What you are asked to do: Please write out everything in the thread on gawk and IGNORECASE from "Then I used" down to "flag is active?".

I have the 6-byte text file (input.txt
). It contains one line of three characters:
αβγ
The file is in UTF-8. It can be generated by the following command:
echo 'CEB1CEB2CEB3' | xxd -r -p > input.txt
I used the following command:
LC_ALL=en_US.utf8 gawk -F '\\|' 'BEGIN {IGNORECASE = 0};
{ t = gensub(/\262{1,}/, "", "g", $0);
print(t) > "output1.txt" }' input.txt
The output is (in hexadecimal):
CEB1CECEB30A
This is invalid UTF-8: the second character is corrupted because the B2
byte was deleted.
Then I used the following command:
LC_ALL=en_US.utf8 gawk -F '\\|' 'BEGIN {IGNORECASE = 1};
{ t = gensub(/\262{1,}/, "", "g", $0);
print(t) > "output2.txt" }' input.txt
The output is (in hexadecimal):
CEB1CEB2CEB30A
This is valid UTF-8: the text can be read with no errors.
What is the explanation of the fact that these two commands generate two different outputs? What is the effect of IGNORECASE
in this situation? Why is the B2
byte not deleted when the IGNORECASE
flag is active?
Assumptions/understandings:
IGNORECASE=0
and IGNORECASE=1
For discussion and testing purposes I'll use the following file:
$ cat input.txt
αβγ # lowercase
ΑΒΓ # uppercase
NOTE: file does not contain comments
Viewing individual bytes:
$ cat input.txt | od -c
0000000 316 261 316 262 316 263 \n 316 221 316 222 316 223 \n
^^^^^^^ ^^^^^^^ ^^^^^^^ ^^^^^^^ ^^^^^^^ ^^^^^^^
α β γ Α Β Γ
NOTE: OP's question switches back-n-forth between octal and hexidecimal; I'm going to stick with octal with the understanding similar results will be obtained when using hexidecimal
References:
Case is significant by default because IGNORECASE (like most variables) is initialized to zero
... snip ...
In multibyte locales, the equivalences between upper- and lowercase characters are tested based on the wide-character values of the locale’s character set.

Provided material:
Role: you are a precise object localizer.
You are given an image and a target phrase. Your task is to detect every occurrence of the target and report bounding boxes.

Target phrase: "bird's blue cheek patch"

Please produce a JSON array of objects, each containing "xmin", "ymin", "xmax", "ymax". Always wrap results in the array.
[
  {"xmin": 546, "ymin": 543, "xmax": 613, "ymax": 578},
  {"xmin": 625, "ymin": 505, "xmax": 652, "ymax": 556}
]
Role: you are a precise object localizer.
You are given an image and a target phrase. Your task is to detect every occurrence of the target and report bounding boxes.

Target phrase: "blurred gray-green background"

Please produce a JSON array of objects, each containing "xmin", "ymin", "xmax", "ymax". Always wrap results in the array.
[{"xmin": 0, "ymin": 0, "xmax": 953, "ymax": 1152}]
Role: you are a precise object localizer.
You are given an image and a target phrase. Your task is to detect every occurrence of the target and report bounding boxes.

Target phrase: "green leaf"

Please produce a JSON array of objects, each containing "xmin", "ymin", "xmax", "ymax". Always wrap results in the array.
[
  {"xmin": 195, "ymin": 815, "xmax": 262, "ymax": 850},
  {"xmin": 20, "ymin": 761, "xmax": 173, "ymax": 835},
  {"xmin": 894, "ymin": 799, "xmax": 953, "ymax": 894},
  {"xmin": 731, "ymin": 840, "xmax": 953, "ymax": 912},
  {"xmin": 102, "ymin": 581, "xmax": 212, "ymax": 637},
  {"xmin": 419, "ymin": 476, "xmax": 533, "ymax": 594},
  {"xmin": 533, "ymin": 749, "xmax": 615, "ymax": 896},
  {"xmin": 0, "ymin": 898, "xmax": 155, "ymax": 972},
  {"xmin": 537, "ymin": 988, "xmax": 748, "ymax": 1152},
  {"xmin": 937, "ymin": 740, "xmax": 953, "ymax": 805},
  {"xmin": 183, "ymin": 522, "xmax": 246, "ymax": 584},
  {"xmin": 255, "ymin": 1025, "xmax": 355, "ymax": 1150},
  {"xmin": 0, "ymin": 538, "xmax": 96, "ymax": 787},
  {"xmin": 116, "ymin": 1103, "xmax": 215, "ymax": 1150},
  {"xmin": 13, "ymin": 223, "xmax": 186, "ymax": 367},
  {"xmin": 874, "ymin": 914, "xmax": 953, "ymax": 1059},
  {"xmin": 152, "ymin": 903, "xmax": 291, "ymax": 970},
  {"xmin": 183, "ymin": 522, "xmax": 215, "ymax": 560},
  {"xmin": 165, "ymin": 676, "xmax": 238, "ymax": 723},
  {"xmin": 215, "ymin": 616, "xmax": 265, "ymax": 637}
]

Task answer:
Then I used the following command:
LC_ALL=en_US.utf8 gawk -F '\\|' 'BEGIN {IGNORECASE = 1};
{ t = gensub(/\262{1,}/, "", "g", $0);
print(t) > "output2.txt" }' input.txt
The output is (in hexadecimal):
CEB1CEB2CEB30A
This is valid UTF-8: the text can be read with no errors.
What is the explanation of the fact that these two commands generate two different outputs? What is the effect of IGNORECASE
in this situation? Why is the B2
byte not deleted when the IGNORECASE
flag is active?